THE EXERCISE -> Collect each line in the material below that contains the word "query".

------------------------------------------------------------------------

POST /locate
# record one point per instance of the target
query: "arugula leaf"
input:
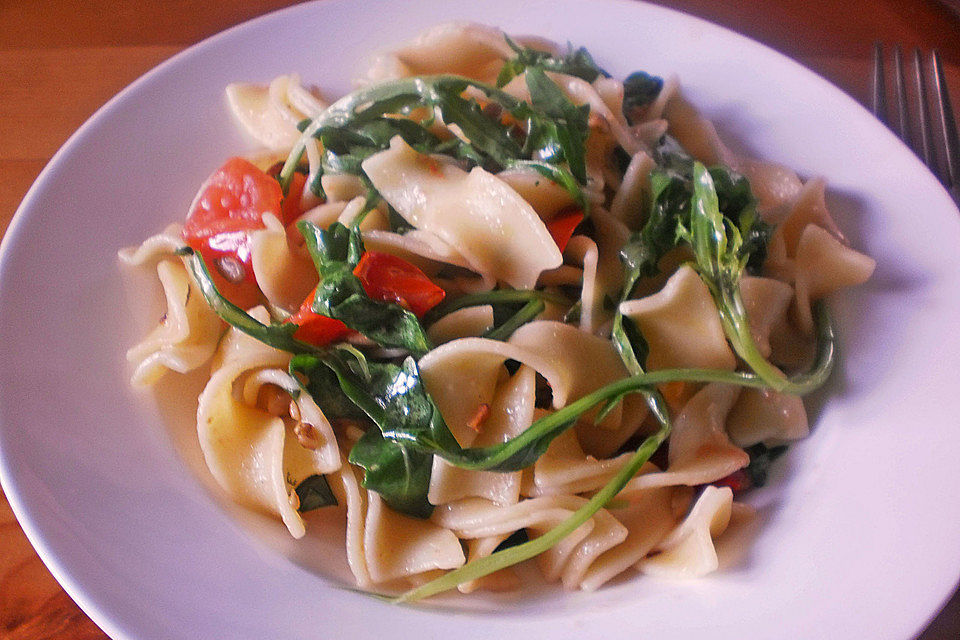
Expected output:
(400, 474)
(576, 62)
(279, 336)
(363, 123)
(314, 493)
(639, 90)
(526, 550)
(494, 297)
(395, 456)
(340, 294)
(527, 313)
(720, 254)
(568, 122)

------------------------------------------------------------------------

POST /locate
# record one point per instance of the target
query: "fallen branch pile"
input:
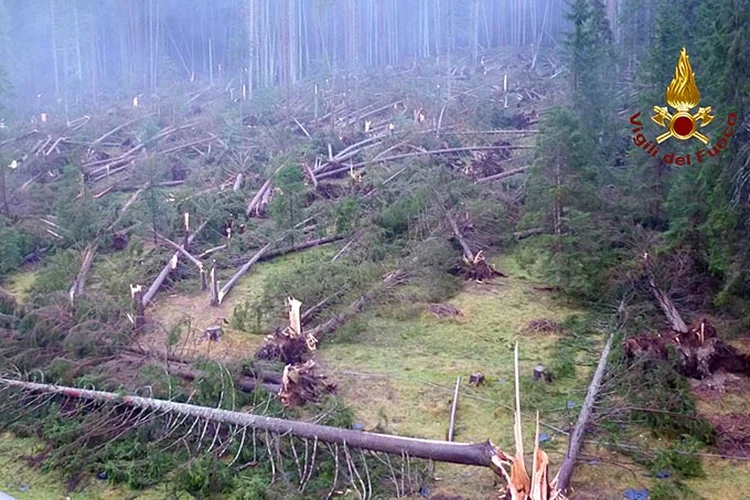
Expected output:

------------------------------------------------------------------------

ANSWER TO THIS EXERCISE ->
query: "arugula leaf"
query: "fallen branch pile"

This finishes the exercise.